--- Start of Source records ---

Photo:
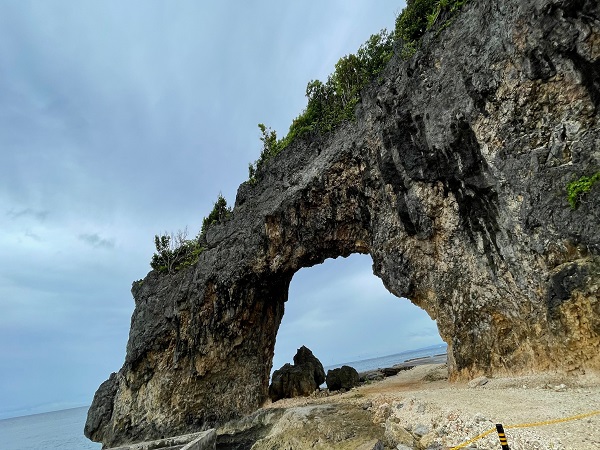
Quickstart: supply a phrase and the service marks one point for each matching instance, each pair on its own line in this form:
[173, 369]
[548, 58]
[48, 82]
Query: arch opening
[343, 313]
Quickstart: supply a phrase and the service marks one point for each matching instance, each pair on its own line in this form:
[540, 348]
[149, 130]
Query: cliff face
[452, 178]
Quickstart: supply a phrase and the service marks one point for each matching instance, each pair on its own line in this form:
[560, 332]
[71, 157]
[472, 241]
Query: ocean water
[391, 360]
[49, 431]
[64, 429]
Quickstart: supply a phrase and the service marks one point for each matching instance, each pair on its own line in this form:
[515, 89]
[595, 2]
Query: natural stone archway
[452, 178]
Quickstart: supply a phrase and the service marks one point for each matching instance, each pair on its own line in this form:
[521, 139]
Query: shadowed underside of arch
[452, 178]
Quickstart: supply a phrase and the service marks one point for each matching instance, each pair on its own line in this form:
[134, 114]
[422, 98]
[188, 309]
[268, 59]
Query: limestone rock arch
[452, 178]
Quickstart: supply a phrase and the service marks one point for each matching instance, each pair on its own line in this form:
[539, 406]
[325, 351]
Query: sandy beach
[419, 408]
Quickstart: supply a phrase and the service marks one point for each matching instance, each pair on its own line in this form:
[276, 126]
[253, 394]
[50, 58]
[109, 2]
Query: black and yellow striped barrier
[502, 436]
[523, 425]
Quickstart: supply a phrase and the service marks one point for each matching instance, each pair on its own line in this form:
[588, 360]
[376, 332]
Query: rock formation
[344, 377]
[298, 380]
[452, 178]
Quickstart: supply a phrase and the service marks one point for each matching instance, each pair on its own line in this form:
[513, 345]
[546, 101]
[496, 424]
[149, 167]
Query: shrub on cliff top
[174, 251]
[577, 189]
[334, 101]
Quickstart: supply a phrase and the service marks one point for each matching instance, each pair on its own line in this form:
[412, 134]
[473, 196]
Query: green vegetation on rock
[174, 251]
[333, 102]
[577, 189]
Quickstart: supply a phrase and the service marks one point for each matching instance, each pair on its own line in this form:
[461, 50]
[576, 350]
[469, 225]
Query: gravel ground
[418, 408]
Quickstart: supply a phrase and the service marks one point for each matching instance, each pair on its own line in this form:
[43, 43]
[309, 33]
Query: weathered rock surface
[298, 380]
[452, 178]
[344, 377]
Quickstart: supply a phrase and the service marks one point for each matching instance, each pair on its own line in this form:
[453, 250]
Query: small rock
[421, 430]
[371, 445]
[479, 418]
[396, 435]
[430, 441]
[479, 381]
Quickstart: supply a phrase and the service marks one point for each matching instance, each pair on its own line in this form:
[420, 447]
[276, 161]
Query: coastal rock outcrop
[298, 380]
[452, 178]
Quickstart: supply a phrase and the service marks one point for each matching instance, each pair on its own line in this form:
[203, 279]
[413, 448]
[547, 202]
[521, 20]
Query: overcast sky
[119, 120]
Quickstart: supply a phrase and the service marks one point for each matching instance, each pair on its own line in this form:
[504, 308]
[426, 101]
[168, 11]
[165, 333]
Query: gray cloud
[136, 130]
[97, 241]
[39, 215]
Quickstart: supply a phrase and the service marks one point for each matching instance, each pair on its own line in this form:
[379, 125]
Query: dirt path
[418, 408]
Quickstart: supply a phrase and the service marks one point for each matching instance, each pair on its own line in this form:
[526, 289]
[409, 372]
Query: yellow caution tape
[527, 425]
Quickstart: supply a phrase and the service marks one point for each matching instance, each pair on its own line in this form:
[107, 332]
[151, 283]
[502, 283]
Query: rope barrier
[527, 425]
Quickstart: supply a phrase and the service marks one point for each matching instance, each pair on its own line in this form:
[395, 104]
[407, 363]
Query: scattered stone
[479, 418]
[421, 430]
[374, 375]
[396, 434]
[479, 381]
[345, 377]
[430, 441]
[372, 445]
[390, 371]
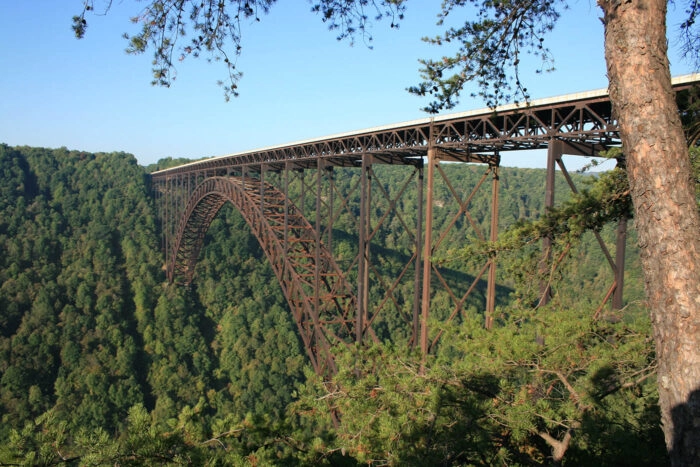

--- End of Source records ---

Direction
Gather every line above that contains the word "yellow".

The output
Query: black and yellow striped barrier
Query: yellow caution tape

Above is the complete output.